• [Task instructions]:
Collect each line of the material below that contains the word "door", treating uppercase and lowercase as different.

Extracts from a box-labeled dataset
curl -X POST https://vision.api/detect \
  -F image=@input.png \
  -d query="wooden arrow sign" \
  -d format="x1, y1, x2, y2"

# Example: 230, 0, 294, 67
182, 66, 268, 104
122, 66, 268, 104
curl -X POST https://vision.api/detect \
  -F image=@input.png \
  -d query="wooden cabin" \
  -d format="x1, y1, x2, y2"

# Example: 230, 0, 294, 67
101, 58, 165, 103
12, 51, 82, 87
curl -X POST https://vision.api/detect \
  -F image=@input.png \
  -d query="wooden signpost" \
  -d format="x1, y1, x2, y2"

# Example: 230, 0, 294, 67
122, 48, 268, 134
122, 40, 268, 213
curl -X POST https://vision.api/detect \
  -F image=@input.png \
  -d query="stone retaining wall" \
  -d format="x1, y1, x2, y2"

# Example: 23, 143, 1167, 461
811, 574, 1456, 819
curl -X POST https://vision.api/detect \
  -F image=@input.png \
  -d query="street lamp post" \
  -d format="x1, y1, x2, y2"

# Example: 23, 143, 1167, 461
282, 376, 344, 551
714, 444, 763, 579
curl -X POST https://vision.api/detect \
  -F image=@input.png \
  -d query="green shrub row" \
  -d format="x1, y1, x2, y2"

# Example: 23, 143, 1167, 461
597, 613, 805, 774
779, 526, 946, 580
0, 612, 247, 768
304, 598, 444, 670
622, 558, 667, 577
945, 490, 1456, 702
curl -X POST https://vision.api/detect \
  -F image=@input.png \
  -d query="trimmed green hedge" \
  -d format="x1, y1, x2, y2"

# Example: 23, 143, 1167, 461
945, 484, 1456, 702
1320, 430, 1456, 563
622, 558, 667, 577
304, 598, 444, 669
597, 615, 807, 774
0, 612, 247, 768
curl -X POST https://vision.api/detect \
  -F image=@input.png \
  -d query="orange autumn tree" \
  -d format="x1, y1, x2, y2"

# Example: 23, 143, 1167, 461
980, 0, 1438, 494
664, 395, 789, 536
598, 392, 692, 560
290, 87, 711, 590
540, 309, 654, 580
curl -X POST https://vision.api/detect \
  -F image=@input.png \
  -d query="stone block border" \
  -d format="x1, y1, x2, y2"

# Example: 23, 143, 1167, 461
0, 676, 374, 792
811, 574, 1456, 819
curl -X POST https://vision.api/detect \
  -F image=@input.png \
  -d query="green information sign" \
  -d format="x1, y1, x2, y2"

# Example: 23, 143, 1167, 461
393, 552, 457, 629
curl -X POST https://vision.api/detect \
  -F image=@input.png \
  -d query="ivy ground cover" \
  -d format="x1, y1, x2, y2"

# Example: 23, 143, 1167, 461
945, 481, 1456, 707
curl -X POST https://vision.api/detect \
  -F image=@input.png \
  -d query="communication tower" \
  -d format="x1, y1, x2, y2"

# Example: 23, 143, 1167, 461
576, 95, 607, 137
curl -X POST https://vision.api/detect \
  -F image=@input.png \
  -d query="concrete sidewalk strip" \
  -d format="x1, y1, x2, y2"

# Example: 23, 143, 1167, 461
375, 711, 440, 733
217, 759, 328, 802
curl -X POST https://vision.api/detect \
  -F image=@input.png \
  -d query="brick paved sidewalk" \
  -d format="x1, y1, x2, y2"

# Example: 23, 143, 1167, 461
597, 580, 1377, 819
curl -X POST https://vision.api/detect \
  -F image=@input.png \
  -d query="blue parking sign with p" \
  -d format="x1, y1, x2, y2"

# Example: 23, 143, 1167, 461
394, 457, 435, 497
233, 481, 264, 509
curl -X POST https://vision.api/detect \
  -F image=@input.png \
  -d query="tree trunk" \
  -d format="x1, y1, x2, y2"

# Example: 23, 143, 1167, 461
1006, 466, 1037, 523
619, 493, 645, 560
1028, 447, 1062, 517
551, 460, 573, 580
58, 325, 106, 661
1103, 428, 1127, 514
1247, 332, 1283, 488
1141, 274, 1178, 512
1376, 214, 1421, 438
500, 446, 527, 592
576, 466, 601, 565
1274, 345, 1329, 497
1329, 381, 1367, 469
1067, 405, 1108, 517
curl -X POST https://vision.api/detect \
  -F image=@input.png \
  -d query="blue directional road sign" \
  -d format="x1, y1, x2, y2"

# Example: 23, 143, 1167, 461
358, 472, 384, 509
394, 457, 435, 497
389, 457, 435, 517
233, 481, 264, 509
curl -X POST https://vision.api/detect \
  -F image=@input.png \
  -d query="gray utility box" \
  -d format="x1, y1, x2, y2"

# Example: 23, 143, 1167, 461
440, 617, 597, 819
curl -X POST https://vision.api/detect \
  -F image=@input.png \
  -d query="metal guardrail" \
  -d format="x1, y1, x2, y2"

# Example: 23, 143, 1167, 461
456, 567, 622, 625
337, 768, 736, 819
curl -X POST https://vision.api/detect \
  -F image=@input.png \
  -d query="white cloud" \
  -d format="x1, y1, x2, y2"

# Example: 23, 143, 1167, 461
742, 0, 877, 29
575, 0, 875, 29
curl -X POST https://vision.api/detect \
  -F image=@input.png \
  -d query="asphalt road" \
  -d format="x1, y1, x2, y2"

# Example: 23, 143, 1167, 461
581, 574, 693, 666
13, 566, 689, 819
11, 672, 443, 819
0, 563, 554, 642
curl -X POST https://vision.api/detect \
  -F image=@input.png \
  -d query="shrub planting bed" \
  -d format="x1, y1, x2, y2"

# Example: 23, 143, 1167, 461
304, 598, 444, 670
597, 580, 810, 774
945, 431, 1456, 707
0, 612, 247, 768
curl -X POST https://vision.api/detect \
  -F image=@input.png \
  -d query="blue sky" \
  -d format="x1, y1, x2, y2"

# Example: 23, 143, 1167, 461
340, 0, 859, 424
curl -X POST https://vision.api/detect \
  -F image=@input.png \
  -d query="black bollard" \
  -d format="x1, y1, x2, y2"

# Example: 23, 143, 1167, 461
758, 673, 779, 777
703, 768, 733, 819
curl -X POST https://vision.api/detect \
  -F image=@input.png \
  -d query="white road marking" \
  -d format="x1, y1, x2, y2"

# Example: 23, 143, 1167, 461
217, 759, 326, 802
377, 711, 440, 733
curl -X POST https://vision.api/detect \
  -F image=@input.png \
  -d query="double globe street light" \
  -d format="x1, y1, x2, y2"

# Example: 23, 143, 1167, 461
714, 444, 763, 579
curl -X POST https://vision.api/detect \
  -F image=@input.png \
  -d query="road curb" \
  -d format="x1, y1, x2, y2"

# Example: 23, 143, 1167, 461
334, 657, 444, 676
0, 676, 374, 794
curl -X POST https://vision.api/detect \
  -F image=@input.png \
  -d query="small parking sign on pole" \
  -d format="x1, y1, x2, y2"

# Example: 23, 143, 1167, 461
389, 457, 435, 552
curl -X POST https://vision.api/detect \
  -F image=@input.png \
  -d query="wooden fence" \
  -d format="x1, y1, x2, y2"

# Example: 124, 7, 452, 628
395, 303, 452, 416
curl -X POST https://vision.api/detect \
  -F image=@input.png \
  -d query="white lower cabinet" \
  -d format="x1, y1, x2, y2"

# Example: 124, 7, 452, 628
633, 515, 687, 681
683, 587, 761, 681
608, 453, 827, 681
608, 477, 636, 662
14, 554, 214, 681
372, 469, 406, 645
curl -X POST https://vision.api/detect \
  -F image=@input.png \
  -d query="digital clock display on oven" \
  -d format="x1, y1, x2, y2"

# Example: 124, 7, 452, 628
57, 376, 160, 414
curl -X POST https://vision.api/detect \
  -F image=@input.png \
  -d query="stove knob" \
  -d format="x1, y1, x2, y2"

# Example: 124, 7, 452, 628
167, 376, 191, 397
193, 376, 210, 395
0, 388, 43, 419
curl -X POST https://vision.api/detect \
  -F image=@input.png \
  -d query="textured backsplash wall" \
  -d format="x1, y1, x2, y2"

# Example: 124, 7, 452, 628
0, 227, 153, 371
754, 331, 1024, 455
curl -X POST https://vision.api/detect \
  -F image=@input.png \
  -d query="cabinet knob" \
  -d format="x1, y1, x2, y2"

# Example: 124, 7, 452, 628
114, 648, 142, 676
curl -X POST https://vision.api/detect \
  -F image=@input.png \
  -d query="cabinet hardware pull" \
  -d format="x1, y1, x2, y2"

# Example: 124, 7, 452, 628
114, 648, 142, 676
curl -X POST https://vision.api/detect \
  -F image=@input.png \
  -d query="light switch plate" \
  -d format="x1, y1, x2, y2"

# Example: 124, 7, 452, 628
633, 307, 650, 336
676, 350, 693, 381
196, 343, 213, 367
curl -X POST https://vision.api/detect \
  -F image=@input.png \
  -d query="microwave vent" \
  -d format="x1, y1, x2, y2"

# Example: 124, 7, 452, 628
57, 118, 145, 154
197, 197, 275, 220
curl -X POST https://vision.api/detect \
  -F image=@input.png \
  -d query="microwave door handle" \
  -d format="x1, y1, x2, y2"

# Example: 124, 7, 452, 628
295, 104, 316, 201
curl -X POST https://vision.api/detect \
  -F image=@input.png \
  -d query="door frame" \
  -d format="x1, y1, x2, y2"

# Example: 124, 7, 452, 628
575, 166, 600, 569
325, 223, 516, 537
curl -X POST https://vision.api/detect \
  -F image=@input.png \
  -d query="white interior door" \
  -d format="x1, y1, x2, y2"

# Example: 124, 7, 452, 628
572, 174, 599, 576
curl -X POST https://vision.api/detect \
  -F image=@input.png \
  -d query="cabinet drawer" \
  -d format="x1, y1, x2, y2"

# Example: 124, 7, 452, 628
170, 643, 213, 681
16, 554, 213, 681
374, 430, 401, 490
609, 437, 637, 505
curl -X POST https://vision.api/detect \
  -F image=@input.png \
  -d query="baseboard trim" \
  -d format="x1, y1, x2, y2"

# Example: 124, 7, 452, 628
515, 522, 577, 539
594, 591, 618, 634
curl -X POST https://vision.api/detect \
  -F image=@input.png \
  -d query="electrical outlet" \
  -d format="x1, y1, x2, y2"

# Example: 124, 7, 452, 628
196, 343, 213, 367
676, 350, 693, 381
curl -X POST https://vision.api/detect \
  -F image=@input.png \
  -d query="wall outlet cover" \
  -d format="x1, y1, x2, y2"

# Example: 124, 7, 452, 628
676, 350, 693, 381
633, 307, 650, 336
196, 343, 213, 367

• [Problem solution]:
  -d query="microwave door handle" \
  -d query="door frame" \
  -d query="white interior door" \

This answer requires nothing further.